____ Material provided

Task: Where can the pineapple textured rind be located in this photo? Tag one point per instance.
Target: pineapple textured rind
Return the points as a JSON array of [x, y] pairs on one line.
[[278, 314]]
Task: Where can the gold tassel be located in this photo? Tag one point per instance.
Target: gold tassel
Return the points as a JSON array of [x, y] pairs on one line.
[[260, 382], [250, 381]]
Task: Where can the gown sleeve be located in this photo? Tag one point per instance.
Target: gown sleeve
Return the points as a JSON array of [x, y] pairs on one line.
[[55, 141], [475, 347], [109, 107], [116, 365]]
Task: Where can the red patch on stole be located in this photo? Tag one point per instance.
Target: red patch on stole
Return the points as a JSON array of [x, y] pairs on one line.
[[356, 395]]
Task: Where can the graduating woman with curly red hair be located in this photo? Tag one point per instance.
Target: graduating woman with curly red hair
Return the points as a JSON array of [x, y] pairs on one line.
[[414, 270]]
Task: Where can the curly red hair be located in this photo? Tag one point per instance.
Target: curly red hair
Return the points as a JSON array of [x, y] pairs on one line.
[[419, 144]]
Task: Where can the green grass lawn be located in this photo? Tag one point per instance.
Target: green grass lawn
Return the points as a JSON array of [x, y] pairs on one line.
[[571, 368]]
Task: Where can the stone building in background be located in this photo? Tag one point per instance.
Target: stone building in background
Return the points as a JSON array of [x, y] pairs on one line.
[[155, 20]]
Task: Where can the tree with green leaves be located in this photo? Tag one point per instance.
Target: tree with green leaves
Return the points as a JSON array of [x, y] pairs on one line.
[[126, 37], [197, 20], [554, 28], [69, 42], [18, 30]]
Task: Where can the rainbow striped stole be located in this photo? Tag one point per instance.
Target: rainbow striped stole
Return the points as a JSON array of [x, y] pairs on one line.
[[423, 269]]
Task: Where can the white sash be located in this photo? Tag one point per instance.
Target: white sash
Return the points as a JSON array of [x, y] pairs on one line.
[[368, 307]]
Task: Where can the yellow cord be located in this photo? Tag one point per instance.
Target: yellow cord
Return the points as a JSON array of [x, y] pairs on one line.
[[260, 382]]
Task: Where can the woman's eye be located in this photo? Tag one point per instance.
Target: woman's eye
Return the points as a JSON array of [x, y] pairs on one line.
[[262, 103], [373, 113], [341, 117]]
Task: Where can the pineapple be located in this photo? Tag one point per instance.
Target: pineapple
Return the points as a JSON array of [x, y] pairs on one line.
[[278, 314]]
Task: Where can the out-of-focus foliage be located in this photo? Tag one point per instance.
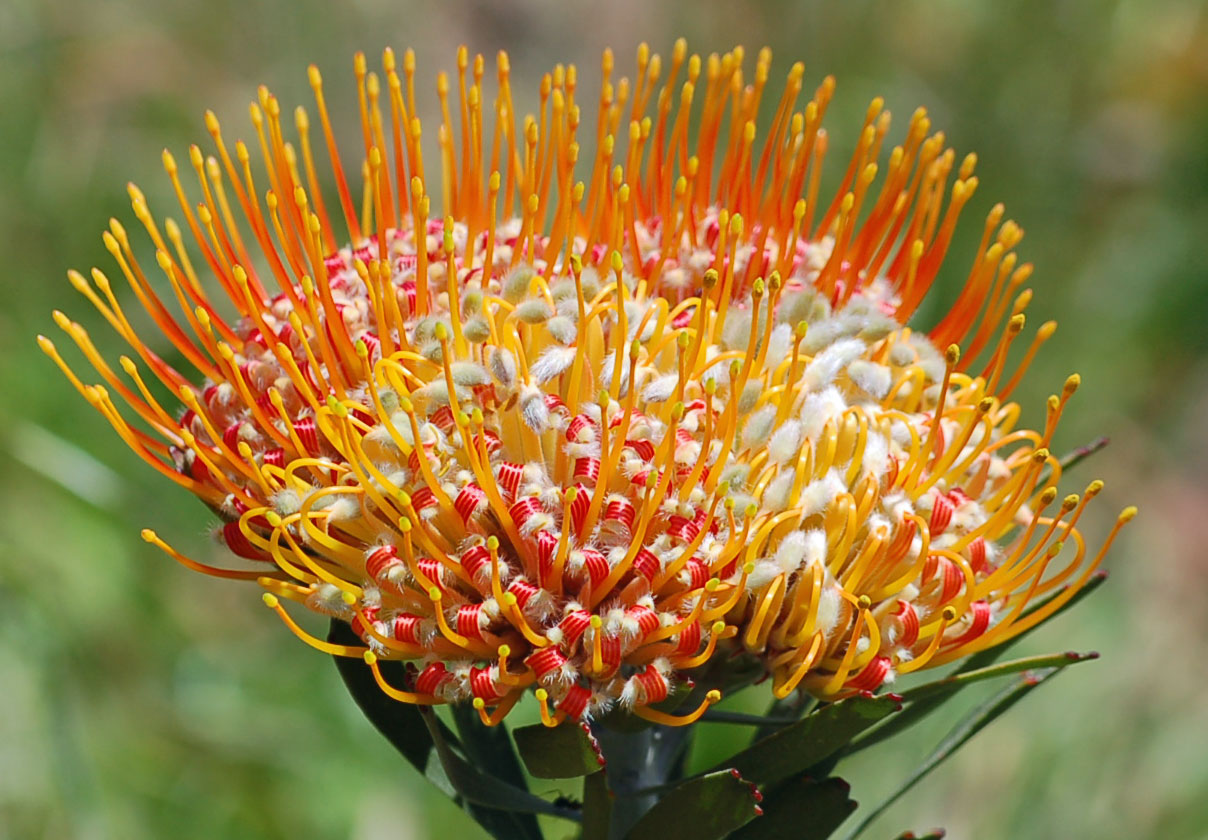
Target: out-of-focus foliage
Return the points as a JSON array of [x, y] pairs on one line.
[[145, 701]]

________

Aim of the exercise:
Work through the records line by line and tally those with the word "sleeve". Report only the total.

Response:
2